(Records contained in a dataset)
-- -- --

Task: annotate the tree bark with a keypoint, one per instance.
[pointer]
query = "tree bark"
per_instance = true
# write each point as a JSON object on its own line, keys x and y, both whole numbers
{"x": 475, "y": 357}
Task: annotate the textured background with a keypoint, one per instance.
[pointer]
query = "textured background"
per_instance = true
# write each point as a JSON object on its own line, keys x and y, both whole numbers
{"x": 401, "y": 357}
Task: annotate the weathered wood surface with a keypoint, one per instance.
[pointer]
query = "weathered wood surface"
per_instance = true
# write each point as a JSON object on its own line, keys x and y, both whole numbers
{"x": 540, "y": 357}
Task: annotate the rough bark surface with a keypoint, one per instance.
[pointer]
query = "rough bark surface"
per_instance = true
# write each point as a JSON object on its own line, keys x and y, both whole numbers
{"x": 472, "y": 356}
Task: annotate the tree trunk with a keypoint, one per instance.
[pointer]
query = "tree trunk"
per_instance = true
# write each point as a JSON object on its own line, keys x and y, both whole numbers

-- -- --

Prompt ::
Every record shown above should be written out again exactly.

Response to the task ::
Task: annotate the tree bark with a keypoint, one per instance.
[pointer]
query = "tree bark"
per_instance = true
# write each point as a JSON object on its own line, keys x and y, both whole numbers
{"x": 475, "y": 357}
Task: annotate the textured background with a keypoint, one per instance.
[pointer]
query = "textured background"
per_instance = true
# write each point as a JSON object on its own line, keys x and y, both whole numbers
{"x": 401, "y": 357}
Task: annotate the weathered wood surface with a keypoint, one per instance.
[pointer]
query = "weathered wood surface"
per_instance = true
# write each point as a JSON object on its own line, keys x and y, both whole numbers
{"x": 540, "y": 357}
Task: annotate the rough bark surface with a keypoint, one per instance.
[pointer]
query = "rough bark surface"
per_instance = true
# write each point as a JSON object on its own line, keys x and y, both whole numbers
{"x": 472, "y": 356}
Task: annotate the tree trunk with a keypoint, one per instance.
[pointer]
query = "tree trunk"
per_instance = true
# write each point as a JSON object on its own line, keys x and y, both whole numbers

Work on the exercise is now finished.